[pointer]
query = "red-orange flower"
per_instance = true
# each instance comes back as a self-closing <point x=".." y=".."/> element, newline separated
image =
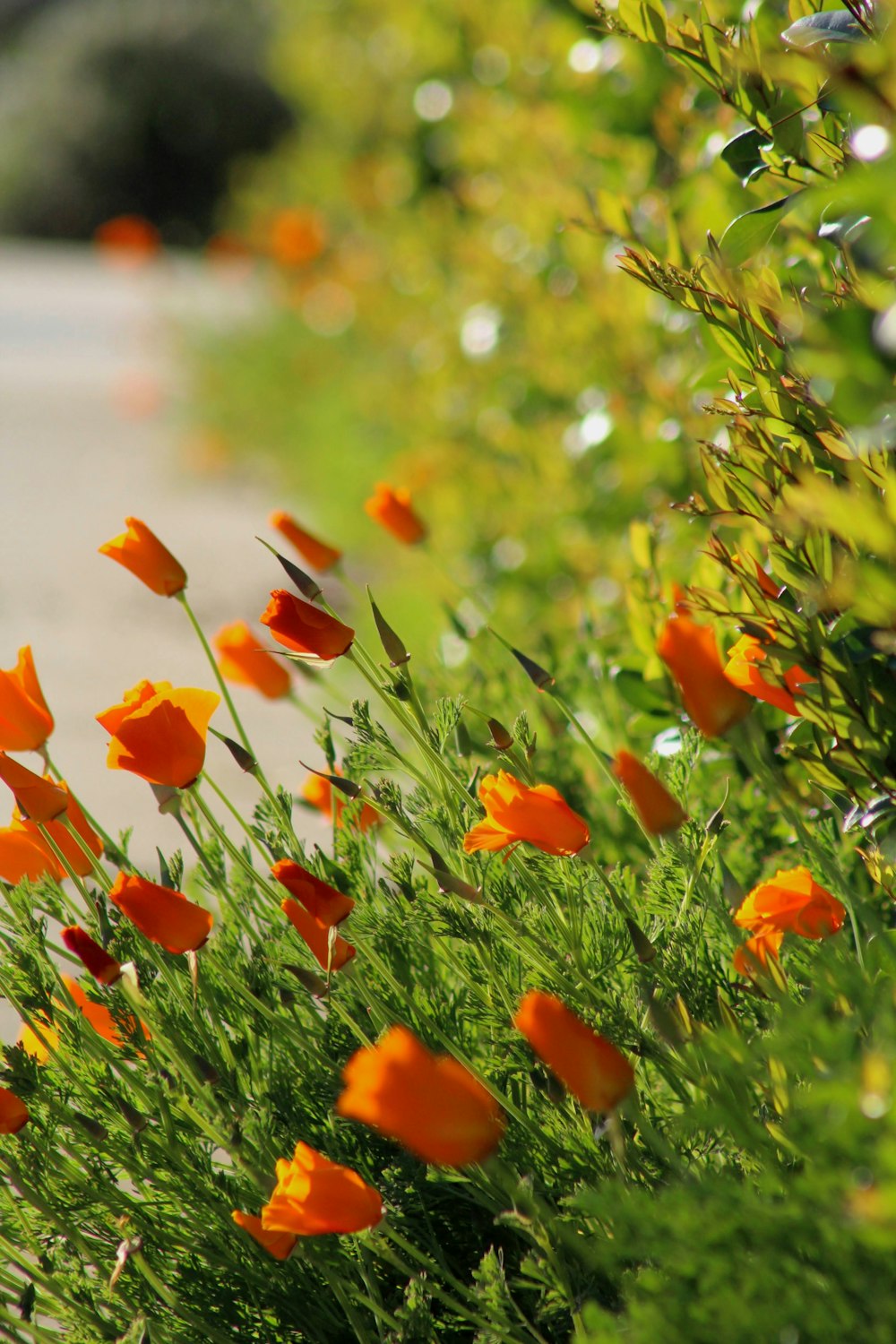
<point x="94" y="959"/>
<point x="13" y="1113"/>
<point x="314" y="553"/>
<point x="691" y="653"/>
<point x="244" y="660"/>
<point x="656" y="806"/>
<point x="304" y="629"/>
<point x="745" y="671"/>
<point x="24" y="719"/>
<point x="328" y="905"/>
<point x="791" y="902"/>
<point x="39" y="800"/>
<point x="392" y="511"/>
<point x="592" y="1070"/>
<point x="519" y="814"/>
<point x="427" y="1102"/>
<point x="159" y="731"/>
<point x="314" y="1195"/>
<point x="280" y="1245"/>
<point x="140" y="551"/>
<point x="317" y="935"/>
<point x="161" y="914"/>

-=-=-

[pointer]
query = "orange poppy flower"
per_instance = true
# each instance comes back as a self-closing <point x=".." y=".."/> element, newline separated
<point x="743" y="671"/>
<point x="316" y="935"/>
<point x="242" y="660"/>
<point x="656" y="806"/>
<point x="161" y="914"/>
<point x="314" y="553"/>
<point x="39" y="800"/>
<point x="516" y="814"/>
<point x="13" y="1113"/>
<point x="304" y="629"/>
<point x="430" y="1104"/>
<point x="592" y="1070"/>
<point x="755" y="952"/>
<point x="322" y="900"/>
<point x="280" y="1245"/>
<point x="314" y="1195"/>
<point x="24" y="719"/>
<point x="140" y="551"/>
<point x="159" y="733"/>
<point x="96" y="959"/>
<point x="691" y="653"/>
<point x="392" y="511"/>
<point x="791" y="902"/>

-=-=-

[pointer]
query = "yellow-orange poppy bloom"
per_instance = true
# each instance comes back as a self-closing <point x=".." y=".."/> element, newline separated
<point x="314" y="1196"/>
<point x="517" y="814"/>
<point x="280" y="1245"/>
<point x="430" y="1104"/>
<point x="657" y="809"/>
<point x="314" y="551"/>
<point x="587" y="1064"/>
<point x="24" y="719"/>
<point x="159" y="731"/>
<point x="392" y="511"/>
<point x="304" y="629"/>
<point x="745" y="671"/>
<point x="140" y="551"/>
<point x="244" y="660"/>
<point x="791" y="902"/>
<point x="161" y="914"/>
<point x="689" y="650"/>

-=-=-

AIM OF THE TASK —
Where a line of the data includes the string "orange", list that line.

RESULT OF THE EXERCISE —
query = "red-orange flower"
query = "orange poppy flower"
query = "yellow-orange poppy bloom"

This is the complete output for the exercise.